◆ **Dataset items**
· · · ·

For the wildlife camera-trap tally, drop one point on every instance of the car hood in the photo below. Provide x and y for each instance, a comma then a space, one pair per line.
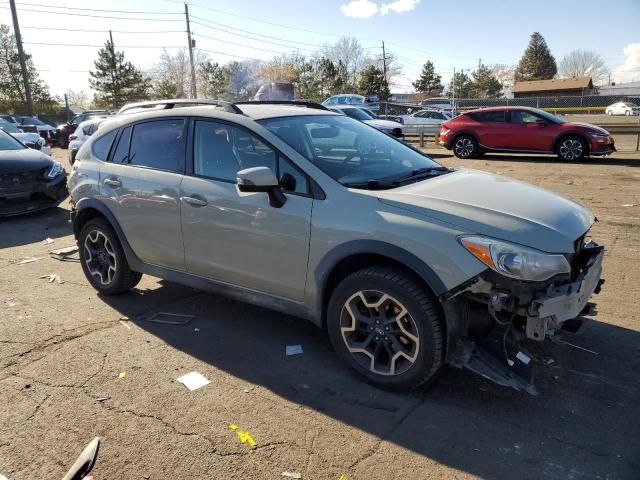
386, 124
496, 206
24, 160
589, 126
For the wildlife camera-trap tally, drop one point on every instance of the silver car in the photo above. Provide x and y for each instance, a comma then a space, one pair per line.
408, 265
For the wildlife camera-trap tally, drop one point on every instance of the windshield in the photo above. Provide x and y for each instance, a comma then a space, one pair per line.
7, 142
356, 113
551, 118
9, 127
349, 151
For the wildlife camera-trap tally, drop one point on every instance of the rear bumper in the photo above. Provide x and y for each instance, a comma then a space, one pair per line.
43, 195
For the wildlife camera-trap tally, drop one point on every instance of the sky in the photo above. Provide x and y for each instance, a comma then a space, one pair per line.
455, 34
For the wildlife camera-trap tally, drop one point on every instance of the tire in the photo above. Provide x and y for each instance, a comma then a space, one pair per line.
465, 146
403, 354
572, 148
103, 260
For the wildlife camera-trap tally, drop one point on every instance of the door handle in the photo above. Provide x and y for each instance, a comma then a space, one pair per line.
112, 182
195, 201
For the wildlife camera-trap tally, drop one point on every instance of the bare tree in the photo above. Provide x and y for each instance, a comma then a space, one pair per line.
583, 63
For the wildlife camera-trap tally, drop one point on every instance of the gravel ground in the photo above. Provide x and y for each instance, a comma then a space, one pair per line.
63, 351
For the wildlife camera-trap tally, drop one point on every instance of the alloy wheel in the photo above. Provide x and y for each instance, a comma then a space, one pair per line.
379, 332
571, 149
100, 257
464, 147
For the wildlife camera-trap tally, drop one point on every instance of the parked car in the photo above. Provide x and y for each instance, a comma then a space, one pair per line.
275, 91
623, 108
366, 116
31, 140
371, 102
407, 264
522, 130
65, 130
29, 179
45, 130
82, 133
429, 119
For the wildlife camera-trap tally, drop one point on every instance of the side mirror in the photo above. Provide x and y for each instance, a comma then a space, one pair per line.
261, 179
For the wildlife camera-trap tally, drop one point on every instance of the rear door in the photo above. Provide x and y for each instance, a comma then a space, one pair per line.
141, 184
235, 237
528, 131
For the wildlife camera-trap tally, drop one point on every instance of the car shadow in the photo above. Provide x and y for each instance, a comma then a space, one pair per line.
584, 424
34, 227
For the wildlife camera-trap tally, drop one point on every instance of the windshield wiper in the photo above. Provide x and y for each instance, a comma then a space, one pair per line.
371, 184
421, 173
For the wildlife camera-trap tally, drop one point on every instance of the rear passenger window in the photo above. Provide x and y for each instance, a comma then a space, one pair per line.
121, 153
102, 146
158, 144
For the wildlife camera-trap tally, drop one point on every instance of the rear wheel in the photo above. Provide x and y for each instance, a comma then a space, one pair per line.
386, 327
572, 148
465, 146
103, 260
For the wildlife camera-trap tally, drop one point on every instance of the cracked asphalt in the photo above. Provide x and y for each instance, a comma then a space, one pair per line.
63, 348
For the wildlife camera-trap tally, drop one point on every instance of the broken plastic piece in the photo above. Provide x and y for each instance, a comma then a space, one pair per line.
294, 350
193, 381
167, 318
291, 475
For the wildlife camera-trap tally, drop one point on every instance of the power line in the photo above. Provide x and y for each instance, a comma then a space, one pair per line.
67, 14
101, 9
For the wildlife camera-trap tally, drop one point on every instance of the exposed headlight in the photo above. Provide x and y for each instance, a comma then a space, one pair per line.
55, 170
516, 261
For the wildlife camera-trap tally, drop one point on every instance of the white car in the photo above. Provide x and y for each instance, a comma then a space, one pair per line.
623, 108
428, 119
83, 132
31, 140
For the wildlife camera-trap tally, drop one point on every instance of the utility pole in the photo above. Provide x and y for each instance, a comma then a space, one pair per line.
194, 92
23, 64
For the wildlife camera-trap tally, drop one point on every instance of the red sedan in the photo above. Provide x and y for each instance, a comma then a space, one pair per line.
522, 130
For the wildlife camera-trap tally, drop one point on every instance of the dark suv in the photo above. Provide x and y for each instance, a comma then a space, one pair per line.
522, 130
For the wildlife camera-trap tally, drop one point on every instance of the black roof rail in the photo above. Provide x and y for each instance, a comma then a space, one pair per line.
170, 104
295, 103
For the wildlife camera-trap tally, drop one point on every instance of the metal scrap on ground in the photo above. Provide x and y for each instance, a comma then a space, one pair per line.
193, 380
170, 318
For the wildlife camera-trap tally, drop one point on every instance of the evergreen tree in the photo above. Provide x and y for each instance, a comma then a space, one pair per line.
537, 63
429, 81
372, 82
12, 96
116, 81
461, 83
485, 84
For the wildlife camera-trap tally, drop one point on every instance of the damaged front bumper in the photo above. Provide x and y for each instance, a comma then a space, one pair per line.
491, 319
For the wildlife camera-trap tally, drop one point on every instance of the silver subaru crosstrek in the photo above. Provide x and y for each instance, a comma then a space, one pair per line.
407, 264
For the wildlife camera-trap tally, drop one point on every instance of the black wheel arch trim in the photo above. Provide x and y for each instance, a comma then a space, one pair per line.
352, 248
86, 204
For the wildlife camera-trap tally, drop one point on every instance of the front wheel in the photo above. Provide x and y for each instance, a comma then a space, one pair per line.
465, 146
387, 328
103, 260
572, 148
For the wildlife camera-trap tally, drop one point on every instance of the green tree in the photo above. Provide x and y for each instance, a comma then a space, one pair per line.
214, 81
12, 96
115, 80
485, 84
372, 82
429, 82
537, 63
460, 85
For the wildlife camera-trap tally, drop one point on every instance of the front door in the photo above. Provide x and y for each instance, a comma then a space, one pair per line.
141, 184
235, 237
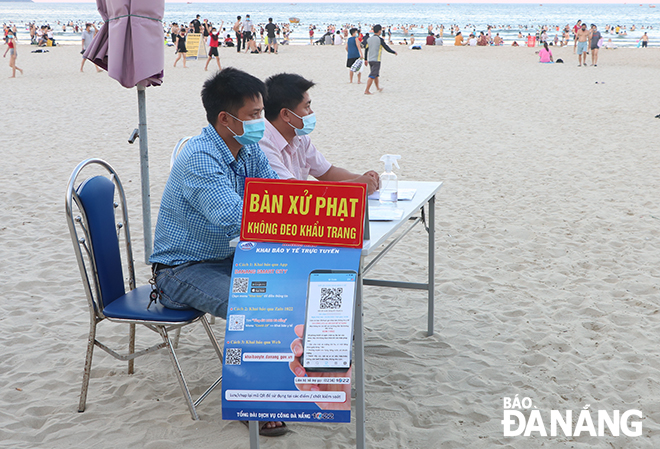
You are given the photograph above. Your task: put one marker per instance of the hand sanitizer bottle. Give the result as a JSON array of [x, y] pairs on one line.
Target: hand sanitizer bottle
[[389, 185]]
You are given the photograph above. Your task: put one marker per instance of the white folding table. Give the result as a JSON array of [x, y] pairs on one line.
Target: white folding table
[[379, 233]]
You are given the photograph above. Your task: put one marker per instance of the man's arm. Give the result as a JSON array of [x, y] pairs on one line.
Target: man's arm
[[210, 192], [274, 161], [370, 178]]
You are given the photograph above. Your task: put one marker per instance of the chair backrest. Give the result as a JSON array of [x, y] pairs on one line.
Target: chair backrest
[[96, 198], [99, 246]]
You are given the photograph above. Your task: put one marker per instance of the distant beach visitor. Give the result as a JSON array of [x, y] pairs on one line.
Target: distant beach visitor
[[354, 53], [545, 55], [582, 42], [271, 28], [214, 43], [87, 38], [373, 52], [13, 52], [595, 43], [181, 48], [239, 35]]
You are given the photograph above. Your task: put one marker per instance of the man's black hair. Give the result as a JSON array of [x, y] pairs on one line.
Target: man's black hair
[[285, 90], [228, 90]]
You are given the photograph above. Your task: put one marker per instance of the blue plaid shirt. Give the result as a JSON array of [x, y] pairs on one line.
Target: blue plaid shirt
[[203, 199]]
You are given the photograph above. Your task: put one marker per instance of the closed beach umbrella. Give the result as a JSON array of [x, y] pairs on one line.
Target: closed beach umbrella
[[130, 47]]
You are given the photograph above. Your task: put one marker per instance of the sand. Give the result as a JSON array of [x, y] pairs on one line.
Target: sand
[[547, 247]]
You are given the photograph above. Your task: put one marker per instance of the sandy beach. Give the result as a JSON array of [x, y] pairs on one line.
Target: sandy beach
[[547, 247]]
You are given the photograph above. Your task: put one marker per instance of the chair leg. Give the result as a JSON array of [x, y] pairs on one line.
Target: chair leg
[[179, 374], [131, 348], [214, 341], [88, 366]]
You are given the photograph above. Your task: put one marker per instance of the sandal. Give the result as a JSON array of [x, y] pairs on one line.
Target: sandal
[[270, 431]]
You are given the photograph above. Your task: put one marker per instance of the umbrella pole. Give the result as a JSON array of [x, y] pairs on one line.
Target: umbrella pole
[[144, 172]]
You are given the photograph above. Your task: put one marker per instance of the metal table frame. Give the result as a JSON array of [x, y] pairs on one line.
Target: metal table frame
[[379, 233]]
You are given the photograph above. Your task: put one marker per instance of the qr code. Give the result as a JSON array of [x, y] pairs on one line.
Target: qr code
[[233, 356], [240, 285], [331, 297], [236, 322]]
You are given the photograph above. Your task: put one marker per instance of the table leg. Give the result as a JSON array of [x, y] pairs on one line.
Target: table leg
[[431, 263], [254, 434], [358, 360]]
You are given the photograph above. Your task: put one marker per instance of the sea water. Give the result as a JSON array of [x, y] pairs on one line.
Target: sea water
[[524, 18]]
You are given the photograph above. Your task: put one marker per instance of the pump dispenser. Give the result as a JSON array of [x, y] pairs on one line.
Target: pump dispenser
[[389, 185]]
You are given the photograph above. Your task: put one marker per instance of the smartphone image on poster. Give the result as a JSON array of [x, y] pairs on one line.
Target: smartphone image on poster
[[328, 337]]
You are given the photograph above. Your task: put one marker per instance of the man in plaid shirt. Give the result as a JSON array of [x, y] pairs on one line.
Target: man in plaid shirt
[[203, 199]]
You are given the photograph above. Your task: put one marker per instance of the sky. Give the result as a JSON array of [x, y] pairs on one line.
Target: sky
[[377, 1]]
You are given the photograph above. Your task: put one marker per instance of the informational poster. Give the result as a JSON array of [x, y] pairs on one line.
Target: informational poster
[[192, 45], [288, 343], [311, 212]]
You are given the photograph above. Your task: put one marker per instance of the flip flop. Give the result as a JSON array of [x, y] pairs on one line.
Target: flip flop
[[270, 431]]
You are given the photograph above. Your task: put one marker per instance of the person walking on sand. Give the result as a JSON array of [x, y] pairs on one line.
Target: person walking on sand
[[87, 37], [582, 43], [238, 25], [594, 45], [373, 53], [13, 52], [247, 29], [214, 43], [271, 28], [354, 53], [181, 47]]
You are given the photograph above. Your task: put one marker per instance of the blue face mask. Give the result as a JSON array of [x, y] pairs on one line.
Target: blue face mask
[[309, 122], [253, 130]]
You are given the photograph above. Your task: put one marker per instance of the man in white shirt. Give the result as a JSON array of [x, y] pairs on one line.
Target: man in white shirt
[[289, 120]]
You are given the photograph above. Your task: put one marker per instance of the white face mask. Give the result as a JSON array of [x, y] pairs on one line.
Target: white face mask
[[253, 130]]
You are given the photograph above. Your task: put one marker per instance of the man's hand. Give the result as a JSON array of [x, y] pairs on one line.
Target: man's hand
[[371, 179], [296, 367]]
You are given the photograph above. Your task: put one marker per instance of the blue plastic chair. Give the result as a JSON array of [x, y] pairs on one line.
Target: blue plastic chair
[[90, 208]]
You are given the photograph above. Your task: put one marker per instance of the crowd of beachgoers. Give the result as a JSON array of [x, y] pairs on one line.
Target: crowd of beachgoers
[[413, 35]]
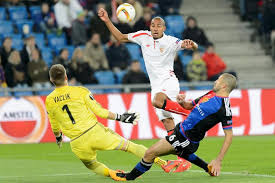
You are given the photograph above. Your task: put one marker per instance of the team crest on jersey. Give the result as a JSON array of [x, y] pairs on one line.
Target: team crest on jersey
[[204, 99], [91, 97]]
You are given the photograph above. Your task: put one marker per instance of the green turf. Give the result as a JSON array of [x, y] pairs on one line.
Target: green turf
[[250, 159]]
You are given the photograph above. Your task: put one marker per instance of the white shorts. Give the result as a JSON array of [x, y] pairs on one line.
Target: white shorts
[[171, 88]]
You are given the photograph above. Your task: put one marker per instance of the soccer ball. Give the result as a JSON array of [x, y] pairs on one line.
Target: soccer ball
[[125, 13]]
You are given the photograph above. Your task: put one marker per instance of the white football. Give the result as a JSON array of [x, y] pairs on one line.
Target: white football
[[125, 13]]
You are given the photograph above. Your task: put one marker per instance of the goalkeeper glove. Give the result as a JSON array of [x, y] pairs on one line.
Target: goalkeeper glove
[[128, 117], [59, 140]]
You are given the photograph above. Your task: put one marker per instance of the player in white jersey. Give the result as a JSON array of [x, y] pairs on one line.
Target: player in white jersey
[[159, 51]]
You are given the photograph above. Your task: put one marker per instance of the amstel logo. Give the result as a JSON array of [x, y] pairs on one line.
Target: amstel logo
[[22, 120]]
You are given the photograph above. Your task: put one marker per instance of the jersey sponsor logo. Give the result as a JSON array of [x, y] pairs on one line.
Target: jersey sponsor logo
[[200, 110], [61, 98], [227, 107], [25, 123], [128, 118]]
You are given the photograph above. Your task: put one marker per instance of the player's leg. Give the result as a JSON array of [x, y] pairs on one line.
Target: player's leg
[[107, 139], [97, 167], [168, 122], [193, 158], [161, 148], [81, 147]]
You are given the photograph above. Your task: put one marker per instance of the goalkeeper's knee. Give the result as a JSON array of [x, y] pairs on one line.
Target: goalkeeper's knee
[[136, 149], [97, 167]]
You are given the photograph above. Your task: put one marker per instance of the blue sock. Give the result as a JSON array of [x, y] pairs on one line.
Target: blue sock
[[196, 160], [139, 169]]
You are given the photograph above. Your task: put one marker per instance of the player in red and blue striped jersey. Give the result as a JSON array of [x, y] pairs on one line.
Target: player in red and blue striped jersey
[[207, 111]]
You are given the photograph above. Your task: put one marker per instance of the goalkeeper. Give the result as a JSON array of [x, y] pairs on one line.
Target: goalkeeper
[[72, 111]]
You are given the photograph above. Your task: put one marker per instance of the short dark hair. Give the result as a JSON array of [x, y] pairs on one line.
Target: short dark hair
[[57, 74], [230, 80]]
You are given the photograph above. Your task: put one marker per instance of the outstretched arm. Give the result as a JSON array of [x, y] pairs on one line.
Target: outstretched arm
[[216, 163], [184, 103], [97, 109], [115, 32]]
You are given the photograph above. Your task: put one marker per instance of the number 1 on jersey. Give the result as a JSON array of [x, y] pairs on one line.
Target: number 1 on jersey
[[65, 107]]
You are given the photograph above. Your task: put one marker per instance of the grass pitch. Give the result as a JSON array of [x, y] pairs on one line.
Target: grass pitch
[[250, 159]]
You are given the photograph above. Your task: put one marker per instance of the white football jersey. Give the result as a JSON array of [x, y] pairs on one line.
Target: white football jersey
[[158, 55]]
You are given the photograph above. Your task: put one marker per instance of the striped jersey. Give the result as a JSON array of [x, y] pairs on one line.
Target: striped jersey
[[158, 54]]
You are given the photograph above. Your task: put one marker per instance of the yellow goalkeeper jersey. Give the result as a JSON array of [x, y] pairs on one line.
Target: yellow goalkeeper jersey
[[73, 110]]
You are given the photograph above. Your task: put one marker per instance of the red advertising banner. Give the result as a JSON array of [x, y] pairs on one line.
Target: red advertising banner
[[24, 120]]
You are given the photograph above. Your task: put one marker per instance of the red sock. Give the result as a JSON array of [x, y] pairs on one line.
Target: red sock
[[175, 108]]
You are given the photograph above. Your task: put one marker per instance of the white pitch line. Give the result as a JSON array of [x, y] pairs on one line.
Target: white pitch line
[[229, 173], [194, 171]]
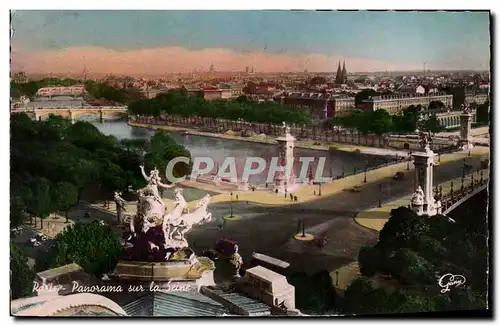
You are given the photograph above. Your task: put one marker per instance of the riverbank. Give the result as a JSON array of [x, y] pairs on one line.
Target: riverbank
[[262, 139], [376, 218]]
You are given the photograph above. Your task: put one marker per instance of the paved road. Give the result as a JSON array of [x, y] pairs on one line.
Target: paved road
[[269, 229]]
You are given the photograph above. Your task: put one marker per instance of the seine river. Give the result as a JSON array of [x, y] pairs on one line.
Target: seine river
[[220, 149]]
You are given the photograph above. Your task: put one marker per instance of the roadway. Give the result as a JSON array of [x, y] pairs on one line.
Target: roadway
[[269, 229]]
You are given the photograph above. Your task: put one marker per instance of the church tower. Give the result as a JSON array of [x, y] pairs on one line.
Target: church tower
[[344, 74], [338, 77]]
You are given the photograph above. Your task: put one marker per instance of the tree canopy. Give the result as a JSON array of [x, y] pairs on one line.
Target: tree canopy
[[93, 246], [53, 161], [314, 293], [21, 274], [400, 273], [483, 113], [380, 122], [176, 103]]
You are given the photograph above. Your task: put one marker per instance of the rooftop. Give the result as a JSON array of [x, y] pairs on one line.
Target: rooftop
[[266, 274]]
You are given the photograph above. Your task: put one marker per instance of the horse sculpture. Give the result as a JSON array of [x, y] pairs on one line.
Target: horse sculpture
[[186, 222], [173, 215], [149, 210]]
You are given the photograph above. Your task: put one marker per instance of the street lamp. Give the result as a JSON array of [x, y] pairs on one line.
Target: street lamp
[[366, 168], [231, 203], [380, 199], [303, 228]]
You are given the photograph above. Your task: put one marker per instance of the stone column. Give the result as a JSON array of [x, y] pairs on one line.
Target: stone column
[[282, 182], [465, 130], [424, 177]]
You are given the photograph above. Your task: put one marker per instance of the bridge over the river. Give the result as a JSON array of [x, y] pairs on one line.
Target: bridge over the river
[[73, 113], [455, 198]]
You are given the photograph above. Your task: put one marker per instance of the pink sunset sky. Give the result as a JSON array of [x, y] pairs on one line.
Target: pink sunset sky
[[159, 42], [176, 59]]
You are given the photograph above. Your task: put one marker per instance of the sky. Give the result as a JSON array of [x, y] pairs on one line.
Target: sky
[[156, 42]]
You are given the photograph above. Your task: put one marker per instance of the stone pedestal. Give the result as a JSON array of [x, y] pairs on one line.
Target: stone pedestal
[[283, 182], [194, 271], [425, 204], [465, 131]]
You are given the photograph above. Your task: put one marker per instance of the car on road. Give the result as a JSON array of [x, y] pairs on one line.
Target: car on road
[[226, 247], [356, 189], [210, 253], [398, 176], [320, 241]]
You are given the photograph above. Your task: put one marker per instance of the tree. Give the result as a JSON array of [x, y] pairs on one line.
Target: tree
[[21, 274], [483, 113], [93, 246], [163, 150], [65, 196], [413, 252], [40, 202], [381, 122], [363, 95], [361, 297], [436, 105], [314, 293]]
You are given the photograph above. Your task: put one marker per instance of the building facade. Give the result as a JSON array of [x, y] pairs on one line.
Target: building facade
[[320, 105], [477, 98], [395, 104], [62, 91]]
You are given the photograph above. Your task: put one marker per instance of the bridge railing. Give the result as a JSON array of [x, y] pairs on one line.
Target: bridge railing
[[458, 192]]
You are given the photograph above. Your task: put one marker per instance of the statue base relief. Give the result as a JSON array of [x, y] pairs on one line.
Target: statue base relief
[[466, 145]]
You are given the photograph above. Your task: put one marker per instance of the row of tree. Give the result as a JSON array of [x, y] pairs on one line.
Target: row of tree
[[54, 161], [380, 122], [176, 103], [401, 273]]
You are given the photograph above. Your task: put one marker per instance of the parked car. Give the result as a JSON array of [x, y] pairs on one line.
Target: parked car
[[398, 176], [210, 253], [320, 241], [356, 189], [226, 247]]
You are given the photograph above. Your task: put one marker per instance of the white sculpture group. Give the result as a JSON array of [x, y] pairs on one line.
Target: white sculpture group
[[151, 212]]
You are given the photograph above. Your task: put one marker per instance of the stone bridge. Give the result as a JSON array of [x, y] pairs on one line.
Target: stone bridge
[[455, 198], [73, 113]]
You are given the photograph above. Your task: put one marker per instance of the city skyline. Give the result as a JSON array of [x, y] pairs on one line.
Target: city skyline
[[158, 42]]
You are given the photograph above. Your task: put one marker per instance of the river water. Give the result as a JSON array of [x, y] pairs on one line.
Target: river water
[[219, 149]]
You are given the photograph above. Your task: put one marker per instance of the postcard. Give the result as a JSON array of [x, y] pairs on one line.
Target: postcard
[[249, 163]]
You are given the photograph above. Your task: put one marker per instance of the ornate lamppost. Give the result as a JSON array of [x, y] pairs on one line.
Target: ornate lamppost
[[231, 203], [366, 168], [408, 163], [380, 199]]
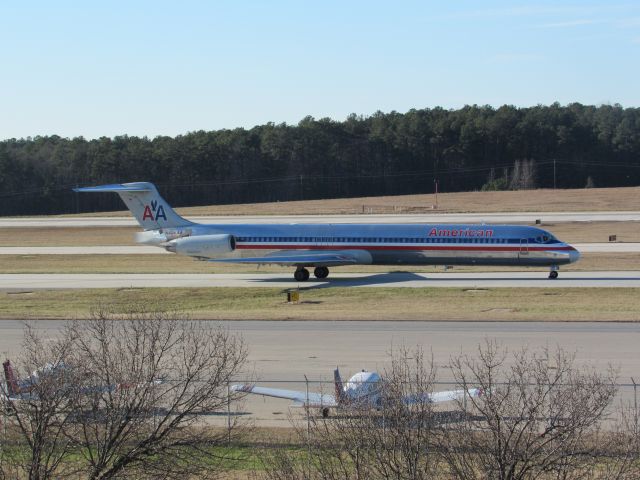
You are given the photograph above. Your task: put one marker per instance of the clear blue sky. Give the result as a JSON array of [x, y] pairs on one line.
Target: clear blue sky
[[169, 67]]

· · · ·

◆ **GIVEN PROBLEM**
Reproduce, unchanged, the part of the items that opens with the line containing "of the yellow" and closes with the line containing "[[229, 173], [194, 171]]", including both of those lines.

◆ **WRITTEN RESPONSE**
You are given the photograph above. Your task: put one marker per instance of the yellow goalkeeper jersey. Give the result as a JSON array of [x, y] pairs on one line.
Target: yellow goalkeeper jersey
[[73, 110]]
You are given the photograph above. Your task: put one marker per instance of the red advertising banner. Give the result as a JSON array of [x, y] pairs on one line.
Target: red advertising banner
[[24, 120]]
You are given the photograph above. Your task: put one marker per instance of the red sock. Give the result as a JSON array of [x, y] pairs on one line.
Target: red sock
[[175, 108]]
You are given the photograph above. Your task: put one marker per instance of the white pitch line. Give the result as a JSON array of [x, y] pairs on one line.
Target: white pitch line
[[229, 173], [194, 171]]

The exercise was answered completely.